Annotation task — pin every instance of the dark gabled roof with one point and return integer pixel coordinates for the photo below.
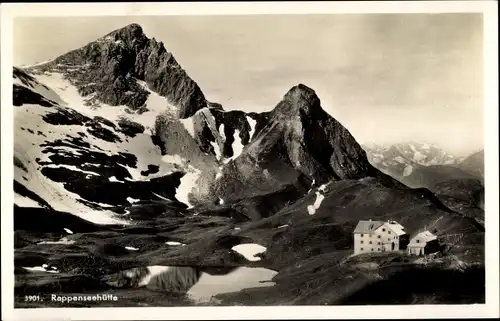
(367, 226)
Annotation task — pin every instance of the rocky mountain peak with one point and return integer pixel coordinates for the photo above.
(107, 70)
(129, 32)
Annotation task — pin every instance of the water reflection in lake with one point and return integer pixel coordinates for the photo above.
(199, 284)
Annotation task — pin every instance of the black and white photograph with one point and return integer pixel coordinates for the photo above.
(248, 160)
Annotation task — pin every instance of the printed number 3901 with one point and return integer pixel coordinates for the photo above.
(31, 298)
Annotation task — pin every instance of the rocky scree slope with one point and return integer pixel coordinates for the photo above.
(108, 69)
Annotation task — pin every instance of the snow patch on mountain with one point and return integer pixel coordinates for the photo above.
(188, 125)
(311, 209)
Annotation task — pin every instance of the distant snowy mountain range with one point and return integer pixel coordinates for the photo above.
(122, 163)
(402, 159)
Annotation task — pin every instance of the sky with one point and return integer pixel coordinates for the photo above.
(388, 78)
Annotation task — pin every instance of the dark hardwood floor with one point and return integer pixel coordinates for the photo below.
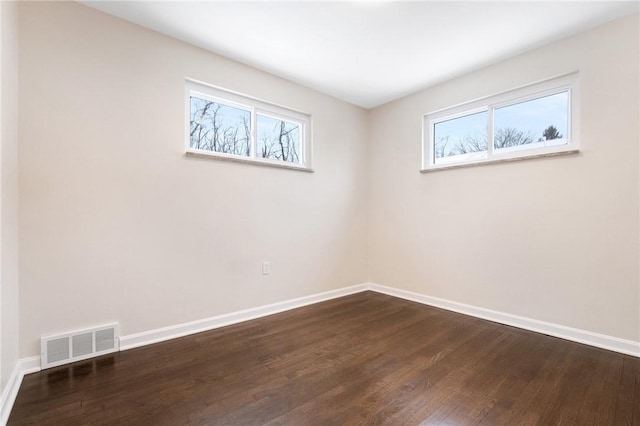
(365, 359)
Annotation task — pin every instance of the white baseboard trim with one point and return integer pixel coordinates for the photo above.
(171, 332)
(9, 393)
(628, 347)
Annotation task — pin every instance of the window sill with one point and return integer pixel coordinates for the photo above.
(253, 161)
(500, 160)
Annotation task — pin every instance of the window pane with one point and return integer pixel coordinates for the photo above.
(278, 139)
(220, 128)
(460, 139)
(532, 124)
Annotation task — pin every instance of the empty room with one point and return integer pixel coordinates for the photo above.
(319, 213)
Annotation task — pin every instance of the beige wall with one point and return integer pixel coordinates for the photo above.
(8, 190)
(117, 224)
(550, 239)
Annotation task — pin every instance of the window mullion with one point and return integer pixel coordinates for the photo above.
(254, 133)
(490, 132)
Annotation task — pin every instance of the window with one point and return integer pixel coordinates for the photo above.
(536, 120)
(226, 125)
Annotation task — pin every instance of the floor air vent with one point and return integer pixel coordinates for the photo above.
(78, 345)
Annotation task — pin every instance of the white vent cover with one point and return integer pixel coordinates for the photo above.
(78, 345)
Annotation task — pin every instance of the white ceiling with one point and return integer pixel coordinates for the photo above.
(368, 53)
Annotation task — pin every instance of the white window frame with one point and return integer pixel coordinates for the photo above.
(565, 83)
(255, 107)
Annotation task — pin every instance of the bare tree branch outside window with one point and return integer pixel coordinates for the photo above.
(278, 139)
(220, 128)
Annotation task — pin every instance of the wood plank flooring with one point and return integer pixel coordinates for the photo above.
(365, 359)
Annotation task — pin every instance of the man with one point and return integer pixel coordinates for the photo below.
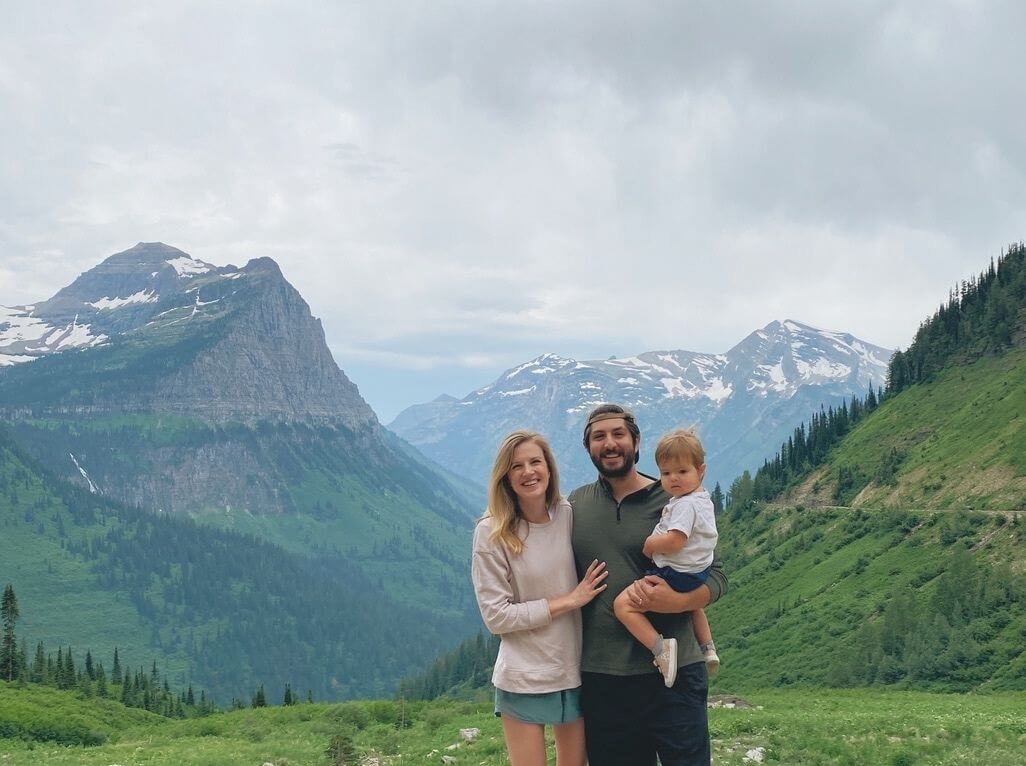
(630, 715)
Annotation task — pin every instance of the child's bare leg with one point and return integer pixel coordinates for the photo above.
(700, 623)
(635, 621)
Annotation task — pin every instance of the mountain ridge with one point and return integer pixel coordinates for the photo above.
(739, 399)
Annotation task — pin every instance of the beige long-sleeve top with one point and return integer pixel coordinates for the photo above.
(537, 653)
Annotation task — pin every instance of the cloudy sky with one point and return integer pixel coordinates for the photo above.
(456, 188)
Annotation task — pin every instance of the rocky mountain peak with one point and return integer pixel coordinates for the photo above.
(743, 400)
(195, 338)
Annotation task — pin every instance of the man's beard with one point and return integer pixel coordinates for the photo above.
(617, 473)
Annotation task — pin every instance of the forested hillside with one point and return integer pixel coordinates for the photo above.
(218, 608)
(884, 541)
(948, 432)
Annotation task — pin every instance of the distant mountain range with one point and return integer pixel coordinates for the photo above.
(743, 402)
(164, 383)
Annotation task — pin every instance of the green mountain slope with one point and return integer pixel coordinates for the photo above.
(220, 609)
(836, 597)
(957, 441)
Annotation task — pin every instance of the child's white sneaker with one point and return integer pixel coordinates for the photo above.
(712, 662)
(666, 661)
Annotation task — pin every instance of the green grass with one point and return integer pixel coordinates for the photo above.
(843, 727)
(804, 585)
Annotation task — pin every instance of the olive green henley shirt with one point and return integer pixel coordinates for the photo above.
(615, 533)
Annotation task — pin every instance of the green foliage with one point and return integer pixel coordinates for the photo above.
(854, 598)
(291, 616)
(807, 447)
(465, 669)
(981, 316)
(793, 725)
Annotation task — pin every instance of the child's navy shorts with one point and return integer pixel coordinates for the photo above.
(680, 581)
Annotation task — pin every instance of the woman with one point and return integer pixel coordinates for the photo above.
(528, 594)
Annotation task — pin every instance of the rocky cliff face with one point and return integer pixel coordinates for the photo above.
(206, 390)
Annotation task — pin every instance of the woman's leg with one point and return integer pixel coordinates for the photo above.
(524, 741)
(569, 743)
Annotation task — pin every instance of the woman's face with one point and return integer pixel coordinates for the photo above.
(528, 476)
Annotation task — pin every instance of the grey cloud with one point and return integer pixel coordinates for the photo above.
(497, 179)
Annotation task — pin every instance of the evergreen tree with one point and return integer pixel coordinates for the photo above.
(116, 677)
(38, 675)
(8, 646)
(717, 499)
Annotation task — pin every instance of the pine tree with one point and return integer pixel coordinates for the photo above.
(38, 675)
(8, 647)
(717, 499)
(116, 676)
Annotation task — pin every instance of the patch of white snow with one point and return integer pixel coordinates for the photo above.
(143, 296)
(186, 267)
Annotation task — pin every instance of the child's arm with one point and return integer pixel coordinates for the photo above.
(666, 542)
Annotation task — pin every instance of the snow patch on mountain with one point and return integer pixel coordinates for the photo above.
(108, 304)
(18, 325)
(7, 360)
(24, 337)
(518, 392)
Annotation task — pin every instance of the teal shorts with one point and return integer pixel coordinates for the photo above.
(551, 708)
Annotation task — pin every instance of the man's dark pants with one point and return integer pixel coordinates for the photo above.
(630, 719)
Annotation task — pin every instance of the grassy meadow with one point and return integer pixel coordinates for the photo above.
(807, 726)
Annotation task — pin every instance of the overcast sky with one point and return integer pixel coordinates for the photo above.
(456, 188)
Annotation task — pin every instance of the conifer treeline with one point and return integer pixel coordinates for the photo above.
(469, 664)
(291, 616)
(803, 450)
(148, 690)
(981, 316)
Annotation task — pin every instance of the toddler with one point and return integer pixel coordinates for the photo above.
(681, 549)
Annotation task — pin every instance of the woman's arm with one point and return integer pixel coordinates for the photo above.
(589, 587)
(495, 597)
(492, 586)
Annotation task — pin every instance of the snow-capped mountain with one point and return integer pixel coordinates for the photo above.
(744, 402)
(186, 387)
(168, 332)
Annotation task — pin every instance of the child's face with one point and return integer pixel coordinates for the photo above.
(680, 477)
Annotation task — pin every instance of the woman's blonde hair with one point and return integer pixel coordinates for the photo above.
(503, 507)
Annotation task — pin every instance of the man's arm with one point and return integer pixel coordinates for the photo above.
(653, 595)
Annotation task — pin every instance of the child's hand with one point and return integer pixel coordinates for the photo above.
(649, 541)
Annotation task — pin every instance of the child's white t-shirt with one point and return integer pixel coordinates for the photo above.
(695, 516)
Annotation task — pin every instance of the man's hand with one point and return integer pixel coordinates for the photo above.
(646, 549)
(650, 594)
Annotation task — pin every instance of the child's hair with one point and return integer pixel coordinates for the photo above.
(503, 507)
(682, 444)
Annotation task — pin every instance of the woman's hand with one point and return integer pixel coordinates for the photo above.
(589, 587)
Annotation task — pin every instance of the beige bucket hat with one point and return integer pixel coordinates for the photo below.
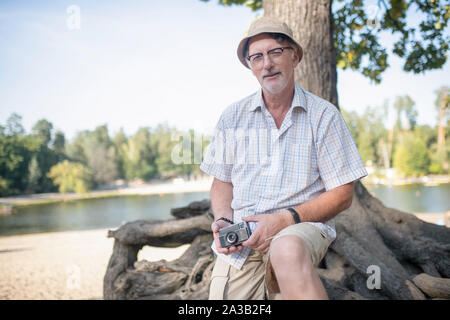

****************************************

## Required action
Give an exact copy of the listing above that leaves out every picture.

## Exercise answer
Annotation task — pin every instance of the dark gabled roof with one point and return integer pixel coordinates for the photo below.
(367, 226)
Annotation task — pin every instance of the rocky mountain peak with one point and return integer pixel coordinates for the photo above.
(107, 70)
(129, 32)
Annotation task — pin every instance of the water reflection in lake with one point and return integer pixel coordinates for the photo above.
(199, 284)
Annotation task — pin every instance of the black and white photograph with one point and return integer pixel coordinates for the photo above.
(248, 160)
Annotation task — pin every instance of the printed number 3901 with one point and return integer pixel coordinates for the photo above.
(31, 298)
Annotation task — pin every instance of the rocky scree slope with one point and return integer pixel coordinates for the photo above.
(108, 69)
Annotation task — pin every instance of the snow patch on mountain with one point and return integer pixel coordinates for the photo above.
(188, 125)
(311, 209)
Annotation task — pin every instance of the distant snowy mountain range with one point and return integer pixel coordinates for the photo above.
(122, 163)
(402, 159)
Annotation task — pin every instance of the sky with one point and return integer pixel coordinates for the photo above.
(388, 78)
Annotation task — pin every instance of the dark hardwood floor with one point and return integer pixel coordinates for the photo below.
(365, 359)
Annotation task — pin every instance of the white baseboard trim with one point and return integer pixel coordinates for the photo above.
(171, 332)
(9, 393)
(628, 347)
Annotation task — pin every instance of the window sill with one point and return integer pixel coordinates for the photo above.
(253, 161)
(500, 160)
Annotation task — pin every instance of the window pane with one point and return integer pixel coordinates for the photo above.
(278, 139)
(220, 128)
(460, 139)
(532, 124)
Annotation task — pin every instance of the empty room with one point and return integer pixel coordinates for the photo above.
(319, 213)
Annotation task — pin every instance of the beige wall with one point and return integer pixel coordinates for the photo above.
(8, 190)
(117, 224)
(550, 239)
Annotation task — pin every instance of the window mullion with one point and return integer pixel coordinates for the photo above.
(254, 133)
(490, 132)
Annotation task — pin every instance of the window with one point and return integer pixel coordinates for the photo above.
(536, 120)
(226, 125)
Annotation task — pin every instance of the floor air vent with one point and return integer pixel coordinates for the photo above.
(78, 345)
Annotation task — pin every instance of the white vent cover with one point and return integer pixel coordinates for the photo above.
(78, 345)
Annotation task — pin every instance of the white ceiling with one point and return integer pixel coordinates for the photo above.
(368, 53)
Annotation task — pin every instance of the white window frame with one point and return integer pixel coordinates for the photo above.
(565, 83)
(255, 107)
Annotation task — pin every instance of the bare tree branch outside window with one point and return integer pixel coordinates for the photo above.
(278, 139)
(220, 128)
Annotation task — pin every instance of the wood plank flooring with one point and return integer pixel coordinates for the photo above.
(365, 359)
Annotation task — pin every instance of the man with one point and return integer pixel coordinates for the photo below.
(630, 715)
Annotation task — pin every instance of the child's bare leg with one point and return integer pixel coordinates for the photo above.
(700, 623)
(635, 621)
Annotation task — pin every instance of the mountain ridge with one point and return integer pixel coordinates for the photo above.
(739, 399)
Annotation task — pin every instance of the beige long-sleeve top with one point and return integer pixel coordinates for the photo above.
(537, 653)
Annotation task — pin every instance of the cloudy sky with one point and return integer pixel coordinates for the photo above.
(456, 188)
Annotation task — pin every instance of the rocky mountain peak with one point and return integer pixel coordinates for the photo above.
(743, 400)
(195, 338)
Annotation task — pin every instance of the man's beard with one point and return integer pixel coordinates for the photo above.
(617, 473)
Annotation task — pin every instance of the forested hillside with one point and return integer pixel coordinates for the photo above.
(218, 608)
(884, 541)
(948, 432)
Annotation task — pin every instance of the distant mountain range with one point and return integer pixel coordinates for the photo above.
(743, 402)
(164, 383)
Annotation task — pin every instance of the green mountain slope with one point and return integer pixel coordinates for the photo above.
(220, 609)
(836, 597)
(957, 441)
Annotation task — pin every instance of the child's white sneaker with one point and return integer pixel coordinates for the photo above.
(712, 662)
(666, 661)
Annotation task — pin every instance of the green grass with one point and return integer pixel coordinates for the photo above.
(843, 727)
(804, 585)
Annotation task — pin every instance of the olive green henley shirt with one point and return integer pixel coordinates for the photo above.
(615, 533)
Annotation task — pin every instance of the green foliage with one point and return integer pixel coordinates for the photo above.
(854, 598)
(291, 616)
(807, 447)
(465, 669)
(981, 316)
(793, 725)
Annotation task — pin every instance of the child's navy shorts with one point and return integer pixel coordinates for the photo above.
(680, 581)
Annotation task — pin every instance of the woman with one point and return integer pixel coordinates for the photo above.
(528, 594)
Annotation task — pin every instance of the rocky cliff face with one point and return integer pixel coordinates for the photo above.
(206, 390)
Annotation task — pin every instance of the woman's leg with one point and return integer pixel coordinates for the photo above.
(524, 741)
(569, 743)
Annotation task — pin every instance of the woman's face with one point and return integer pixel coordinates for the photo above.
(528, 476)
Annotation task — pin every instance of the grey cloud with one point and return integer pixel coordinates for the photo above.
(497, 179)
Annotation task — pin every instance of the evergreen tree with one point and return integer pixel coordinates for the photo above.
(116, 677)
(38, 675)
(8, 646)
(717, 499)
Annotation task — pin every instance of the pine tree with one point and return integer pixel coordinates for the photo above.
(38, 675)
(8, 647)
(717, 499)
(116, 676)
Annotation task — pin every instance of the patch of white snow with one point and return integer pixel coordinates for the photo above.
(143, 296)
(186, 267)
Annotation task — pin every instance of the child's arm with one point and return integer pixel coordinates for the photo above.
(666, 542)
Annotation task — pin every instance of the snow patch on mountain with one point and return integer pixel coordinates for the photo above.
(108, 304)
(18, 325)
(7, 360)
(24, 337)
(518, 392)
Annotation task — pin every instance of the teal shorts with one point and return integer pixel coordinates for the photo above.
(551, 708)
Annotation task — pin every instance of the man's dark pants with one point and return integer pixel coordinates for the photo above.
(630, 719)
Annotation task — pin every instance of the grassy meadow with one point and return integer pixel coordinates for the photo above.
(807, 726)
Annotation task — pin every instance of the overcast sky with one point and return integer pixel coordinates for the photo above.
(456, 188)
Annotation task — pin every instance of the conifer treeline with one point and return integer pixel coordinates for the photo above.
(469, 664)
(291, 616)
(803, 450)
(148, 690)
(981, 316)
Annotation task — pin every instance of the toddler with one point and return integer pixel coordinates for the photo above.
(681, 549)
Annotation task — pin every instance of the woman's arm with one point and return integer pixel coordinates for the photo above.
(589, 587)
(495, 597)
(492, 586)
Annotation task — pin every instance of the snow-capped mountain with one point and return integer pixel coordinates for the photo above.
(744, 402)
(186, 387)
(168, 332)
Annotation task — pin every instance of the child's face with one point and return integer pixel coordinates for the photo above.
(680, 477)
Annotation task — pin every instance of the woman's blonde hair with one point and return integer pixel coordinates for the photo above.
(503, 507)
Annotation task — pin every instance of the man's arm with one point and return integer pixel coordinates for the photo above.
(653, 595)
Annotation task — pin every instance of the child's hand with one point and return integer pixel coordinates for the photo above.
(649, 541)
Annotation task — pin every instance of the child's white t-shirt with one point and return integer pixel coordinates for the photo above.
(695, 516)
Annotation task — pin every instance of the man's hand with one point and return integer pixel coordinates for the photo above.
(646, 549)
(650, 594)
Annotation task — pin every instance of the child's hair with one point and return integer pixel coordinates for the photo above.
(503, 507)
(682, 444)
Annotation task — pin every instance of the woman's hand with one point and return integer pixel coordinates for the photo above.
(589, 587)
Annotation task — pin every instance of the beige bucket hat with one point and return integer pixel coordinates for the photo below.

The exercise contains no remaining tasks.